▸ **Written problem**:
Start with the line containing "ROI white field line" and write out each line through the end of the listing, exactly as given.

▸ **Task inputs**:
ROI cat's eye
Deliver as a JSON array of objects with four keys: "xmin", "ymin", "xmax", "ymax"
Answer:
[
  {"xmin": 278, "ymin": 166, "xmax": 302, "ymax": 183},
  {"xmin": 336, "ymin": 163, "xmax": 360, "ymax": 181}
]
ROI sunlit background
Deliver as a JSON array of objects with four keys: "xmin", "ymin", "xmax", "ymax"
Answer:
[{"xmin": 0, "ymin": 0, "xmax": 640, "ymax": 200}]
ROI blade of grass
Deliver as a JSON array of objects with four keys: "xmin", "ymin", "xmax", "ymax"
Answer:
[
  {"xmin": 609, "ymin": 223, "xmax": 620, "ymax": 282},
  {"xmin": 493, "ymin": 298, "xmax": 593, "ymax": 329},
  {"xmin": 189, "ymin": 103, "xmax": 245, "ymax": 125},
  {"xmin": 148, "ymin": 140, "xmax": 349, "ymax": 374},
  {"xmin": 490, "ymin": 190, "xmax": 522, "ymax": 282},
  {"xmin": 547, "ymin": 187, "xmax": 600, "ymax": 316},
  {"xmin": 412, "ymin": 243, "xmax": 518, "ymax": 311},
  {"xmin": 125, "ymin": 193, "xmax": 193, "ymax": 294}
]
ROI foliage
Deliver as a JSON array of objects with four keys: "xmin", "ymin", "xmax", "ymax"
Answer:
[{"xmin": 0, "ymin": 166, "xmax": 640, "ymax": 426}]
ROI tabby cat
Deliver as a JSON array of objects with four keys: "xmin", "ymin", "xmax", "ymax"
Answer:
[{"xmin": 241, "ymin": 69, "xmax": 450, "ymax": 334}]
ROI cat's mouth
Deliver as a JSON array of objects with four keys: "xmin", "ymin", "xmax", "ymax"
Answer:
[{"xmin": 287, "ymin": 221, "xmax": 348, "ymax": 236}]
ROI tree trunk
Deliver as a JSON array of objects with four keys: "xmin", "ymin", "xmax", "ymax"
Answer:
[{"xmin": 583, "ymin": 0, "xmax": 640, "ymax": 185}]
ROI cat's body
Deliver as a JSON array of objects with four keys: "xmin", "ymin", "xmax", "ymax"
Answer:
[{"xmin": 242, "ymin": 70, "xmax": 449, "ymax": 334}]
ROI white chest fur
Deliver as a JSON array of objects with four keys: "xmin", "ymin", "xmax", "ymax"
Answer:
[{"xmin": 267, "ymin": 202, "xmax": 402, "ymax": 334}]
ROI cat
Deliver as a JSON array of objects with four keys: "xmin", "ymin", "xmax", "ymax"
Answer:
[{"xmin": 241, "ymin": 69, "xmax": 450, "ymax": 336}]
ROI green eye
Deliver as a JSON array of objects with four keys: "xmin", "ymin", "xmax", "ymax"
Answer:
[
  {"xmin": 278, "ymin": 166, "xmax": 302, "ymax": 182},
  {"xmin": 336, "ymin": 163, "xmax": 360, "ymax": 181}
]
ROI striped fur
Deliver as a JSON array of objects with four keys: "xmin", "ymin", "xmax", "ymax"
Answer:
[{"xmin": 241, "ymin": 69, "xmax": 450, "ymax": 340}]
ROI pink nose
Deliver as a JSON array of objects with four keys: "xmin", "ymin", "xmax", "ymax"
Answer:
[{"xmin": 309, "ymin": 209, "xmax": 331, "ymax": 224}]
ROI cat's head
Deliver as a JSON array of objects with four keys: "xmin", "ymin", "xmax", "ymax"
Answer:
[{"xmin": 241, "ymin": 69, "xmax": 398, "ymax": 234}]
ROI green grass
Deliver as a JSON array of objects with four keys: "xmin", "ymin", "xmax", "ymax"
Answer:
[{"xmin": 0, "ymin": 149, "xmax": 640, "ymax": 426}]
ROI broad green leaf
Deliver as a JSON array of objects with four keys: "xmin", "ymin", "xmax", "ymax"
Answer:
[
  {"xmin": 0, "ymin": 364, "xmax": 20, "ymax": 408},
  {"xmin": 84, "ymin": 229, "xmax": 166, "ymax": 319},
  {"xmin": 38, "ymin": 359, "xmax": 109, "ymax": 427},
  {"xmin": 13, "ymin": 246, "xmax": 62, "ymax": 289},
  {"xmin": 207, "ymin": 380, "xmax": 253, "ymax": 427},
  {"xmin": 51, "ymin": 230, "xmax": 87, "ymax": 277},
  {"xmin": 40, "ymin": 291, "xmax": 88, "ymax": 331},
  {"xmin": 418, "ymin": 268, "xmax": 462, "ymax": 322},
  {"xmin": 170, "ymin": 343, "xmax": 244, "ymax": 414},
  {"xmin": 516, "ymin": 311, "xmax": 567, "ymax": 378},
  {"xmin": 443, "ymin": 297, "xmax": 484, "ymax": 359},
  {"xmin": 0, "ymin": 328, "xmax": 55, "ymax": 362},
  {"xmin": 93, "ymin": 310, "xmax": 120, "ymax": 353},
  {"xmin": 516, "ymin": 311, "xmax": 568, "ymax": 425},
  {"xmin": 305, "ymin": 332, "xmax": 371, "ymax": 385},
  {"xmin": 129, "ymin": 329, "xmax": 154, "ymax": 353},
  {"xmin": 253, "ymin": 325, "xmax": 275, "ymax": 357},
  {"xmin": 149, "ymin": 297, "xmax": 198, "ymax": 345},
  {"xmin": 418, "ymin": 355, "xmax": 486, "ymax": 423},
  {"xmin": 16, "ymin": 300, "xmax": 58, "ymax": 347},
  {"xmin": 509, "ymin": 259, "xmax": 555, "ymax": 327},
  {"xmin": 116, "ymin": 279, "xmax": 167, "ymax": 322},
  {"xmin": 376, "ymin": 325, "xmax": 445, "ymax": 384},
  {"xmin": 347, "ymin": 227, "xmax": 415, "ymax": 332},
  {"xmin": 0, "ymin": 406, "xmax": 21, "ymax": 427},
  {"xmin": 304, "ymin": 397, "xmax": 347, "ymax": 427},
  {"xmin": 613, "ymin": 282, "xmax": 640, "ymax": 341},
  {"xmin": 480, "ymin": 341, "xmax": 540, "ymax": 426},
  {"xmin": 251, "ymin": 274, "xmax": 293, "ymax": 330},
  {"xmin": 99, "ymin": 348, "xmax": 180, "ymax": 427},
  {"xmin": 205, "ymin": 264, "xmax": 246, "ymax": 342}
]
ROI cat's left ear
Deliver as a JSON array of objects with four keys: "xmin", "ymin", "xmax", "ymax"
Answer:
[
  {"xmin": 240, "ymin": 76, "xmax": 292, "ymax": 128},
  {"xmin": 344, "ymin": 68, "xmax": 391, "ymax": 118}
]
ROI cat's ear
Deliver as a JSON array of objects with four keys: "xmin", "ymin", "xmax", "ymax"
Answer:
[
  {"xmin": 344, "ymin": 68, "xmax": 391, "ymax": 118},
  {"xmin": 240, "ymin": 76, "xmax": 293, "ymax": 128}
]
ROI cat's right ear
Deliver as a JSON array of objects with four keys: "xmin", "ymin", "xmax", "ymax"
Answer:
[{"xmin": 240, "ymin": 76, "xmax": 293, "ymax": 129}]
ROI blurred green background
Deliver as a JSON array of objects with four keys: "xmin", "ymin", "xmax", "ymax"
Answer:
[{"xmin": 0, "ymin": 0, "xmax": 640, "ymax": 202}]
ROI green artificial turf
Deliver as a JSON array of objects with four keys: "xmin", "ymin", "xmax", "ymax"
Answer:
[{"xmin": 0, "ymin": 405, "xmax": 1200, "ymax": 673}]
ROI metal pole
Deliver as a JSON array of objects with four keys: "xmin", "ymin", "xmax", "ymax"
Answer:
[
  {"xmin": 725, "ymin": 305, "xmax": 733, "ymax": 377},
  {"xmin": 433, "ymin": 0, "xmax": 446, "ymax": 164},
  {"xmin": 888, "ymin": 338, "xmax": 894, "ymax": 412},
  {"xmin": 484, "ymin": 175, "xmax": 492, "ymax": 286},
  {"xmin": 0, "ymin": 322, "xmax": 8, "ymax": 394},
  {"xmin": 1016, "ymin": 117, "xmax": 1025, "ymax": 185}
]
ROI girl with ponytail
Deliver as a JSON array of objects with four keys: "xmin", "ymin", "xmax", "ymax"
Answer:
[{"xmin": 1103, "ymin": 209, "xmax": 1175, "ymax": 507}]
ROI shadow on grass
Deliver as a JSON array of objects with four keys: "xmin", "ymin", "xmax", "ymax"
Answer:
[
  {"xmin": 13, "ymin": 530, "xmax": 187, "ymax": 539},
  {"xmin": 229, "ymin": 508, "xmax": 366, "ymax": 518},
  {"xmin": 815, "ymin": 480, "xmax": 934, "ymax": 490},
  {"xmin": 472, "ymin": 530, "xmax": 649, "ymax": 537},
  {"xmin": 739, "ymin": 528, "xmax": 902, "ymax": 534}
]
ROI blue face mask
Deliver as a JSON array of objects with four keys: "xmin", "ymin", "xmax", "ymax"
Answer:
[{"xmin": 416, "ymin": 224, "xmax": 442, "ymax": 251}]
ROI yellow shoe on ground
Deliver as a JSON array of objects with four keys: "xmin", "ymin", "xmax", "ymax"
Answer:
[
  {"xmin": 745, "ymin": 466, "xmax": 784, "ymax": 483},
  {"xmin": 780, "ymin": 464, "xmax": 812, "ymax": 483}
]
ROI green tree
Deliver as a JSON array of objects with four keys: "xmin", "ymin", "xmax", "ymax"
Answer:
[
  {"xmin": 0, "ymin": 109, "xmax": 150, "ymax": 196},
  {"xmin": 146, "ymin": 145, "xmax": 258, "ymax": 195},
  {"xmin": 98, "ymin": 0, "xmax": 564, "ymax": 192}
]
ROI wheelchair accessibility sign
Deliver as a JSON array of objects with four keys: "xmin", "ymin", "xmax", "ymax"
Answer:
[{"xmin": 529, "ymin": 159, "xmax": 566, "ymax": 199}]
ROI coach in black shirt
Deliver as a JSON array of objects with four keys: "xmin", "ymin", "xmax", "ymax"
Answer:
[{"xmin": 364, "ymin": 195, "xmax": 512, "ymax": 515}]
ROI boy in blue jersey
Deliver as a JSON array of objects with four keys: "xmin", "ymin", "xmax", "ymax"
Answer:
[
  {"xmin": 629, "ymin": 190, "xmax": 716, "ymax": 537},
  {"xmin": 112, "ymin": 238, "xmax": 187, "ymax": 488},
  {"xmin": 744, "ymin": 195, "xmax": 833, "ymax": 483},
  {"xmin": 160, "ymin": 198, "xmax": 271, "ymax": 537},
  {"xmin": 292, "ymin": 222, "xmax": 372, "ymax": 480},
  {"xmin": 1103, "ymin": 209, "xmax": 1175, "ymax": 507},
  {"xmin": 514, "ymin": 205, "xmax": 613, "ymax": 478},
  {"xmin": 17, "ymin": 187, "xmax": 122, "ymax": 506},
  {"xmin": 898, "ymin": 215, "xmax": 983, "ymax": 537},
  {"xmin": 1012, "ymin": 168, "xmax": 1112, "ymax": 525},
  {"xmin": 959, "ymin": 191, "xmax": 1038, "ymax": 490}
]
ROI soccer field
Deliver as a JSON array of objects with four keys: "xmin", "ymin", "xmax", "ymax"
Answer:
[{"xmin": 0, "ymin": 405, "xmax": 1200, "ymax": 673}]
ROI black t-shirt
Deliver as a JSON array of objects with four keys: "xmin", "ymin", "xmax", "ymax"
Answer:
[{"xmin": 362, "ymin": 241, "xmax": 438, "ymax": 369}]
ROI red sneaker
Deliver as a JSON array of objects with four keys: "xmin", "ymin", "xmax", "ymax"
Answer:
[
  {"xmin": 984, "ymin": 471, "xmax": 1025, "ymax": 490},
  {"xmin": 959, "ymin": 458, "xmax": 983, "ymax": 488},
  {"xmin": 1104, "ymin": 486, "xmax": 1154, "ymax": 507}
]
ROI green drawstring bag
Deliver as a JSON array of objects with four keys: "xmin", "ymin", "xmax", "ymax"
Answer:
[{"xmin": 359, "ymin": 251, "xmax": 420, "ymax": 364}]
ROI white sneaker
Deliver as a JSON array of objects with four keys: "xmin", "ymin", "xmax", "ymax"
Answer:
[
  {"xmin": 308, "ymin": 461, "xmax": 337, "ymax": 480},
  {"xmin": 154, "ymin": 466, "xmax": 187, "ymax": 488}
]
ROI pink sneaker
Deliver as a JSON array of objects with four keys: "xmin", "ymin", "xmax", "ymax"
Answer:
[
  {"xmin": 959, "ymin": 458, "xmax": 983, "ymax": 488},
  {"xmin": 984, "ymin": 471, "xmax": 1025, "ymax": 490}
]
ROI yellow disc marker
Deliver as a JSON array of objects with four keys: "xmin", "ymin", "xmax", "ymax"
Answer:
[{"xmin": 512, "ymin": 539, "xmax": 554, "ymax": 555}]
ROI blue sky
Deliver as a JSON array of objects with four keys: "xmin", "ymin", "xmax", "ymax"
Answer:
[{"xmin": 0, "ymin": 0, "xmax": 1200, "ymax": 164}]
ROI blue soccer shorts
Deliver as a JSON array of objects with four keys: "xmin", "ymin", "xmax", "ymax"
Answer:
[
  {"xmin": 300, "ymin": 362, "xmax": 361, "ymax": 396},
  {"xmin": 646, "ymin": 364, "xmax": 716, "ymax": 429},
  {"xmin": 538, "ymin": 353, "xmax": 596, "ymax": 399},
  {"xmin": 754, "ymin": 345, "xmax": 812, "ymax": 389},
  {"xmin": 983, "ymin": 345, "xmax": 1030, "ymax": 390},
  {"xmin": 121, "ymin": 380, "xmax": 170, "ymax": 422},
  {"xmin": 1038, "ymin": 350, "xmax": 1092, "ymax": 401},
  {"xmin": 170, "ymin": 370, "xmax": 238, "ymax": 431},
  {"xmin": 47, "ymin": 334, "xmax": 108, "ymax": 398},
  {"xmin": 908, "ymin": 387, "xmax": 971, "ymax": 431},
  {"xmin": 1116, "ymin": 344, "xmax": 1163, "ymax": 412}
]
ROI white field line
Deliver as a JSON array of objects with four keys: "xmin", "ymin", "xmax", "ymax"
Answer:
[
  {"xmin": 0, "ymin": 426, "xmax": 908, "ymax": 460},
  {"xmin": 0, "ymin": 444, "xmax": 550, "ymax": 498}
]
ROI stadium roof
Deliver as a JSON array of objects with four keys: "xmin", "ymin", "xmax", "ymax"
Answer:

▸ **Result of this exercise**:
ROI white field line
Deliver as a JSON array of objects with four keys: "xmin", "ymin", "xmax", "ymax"
Answer:
[
  {"xmin": 0, "ymin": 426, "xmax": 908, "ymax": 460},
  {"xmin": 0, "ymin": 444, "xmax": 550, "ymax": 498}
]
ROI stadium roof
Deliver as a JSON array of objects with four keys: "xmin", "ymin", "xmax", "ymax"
Answer:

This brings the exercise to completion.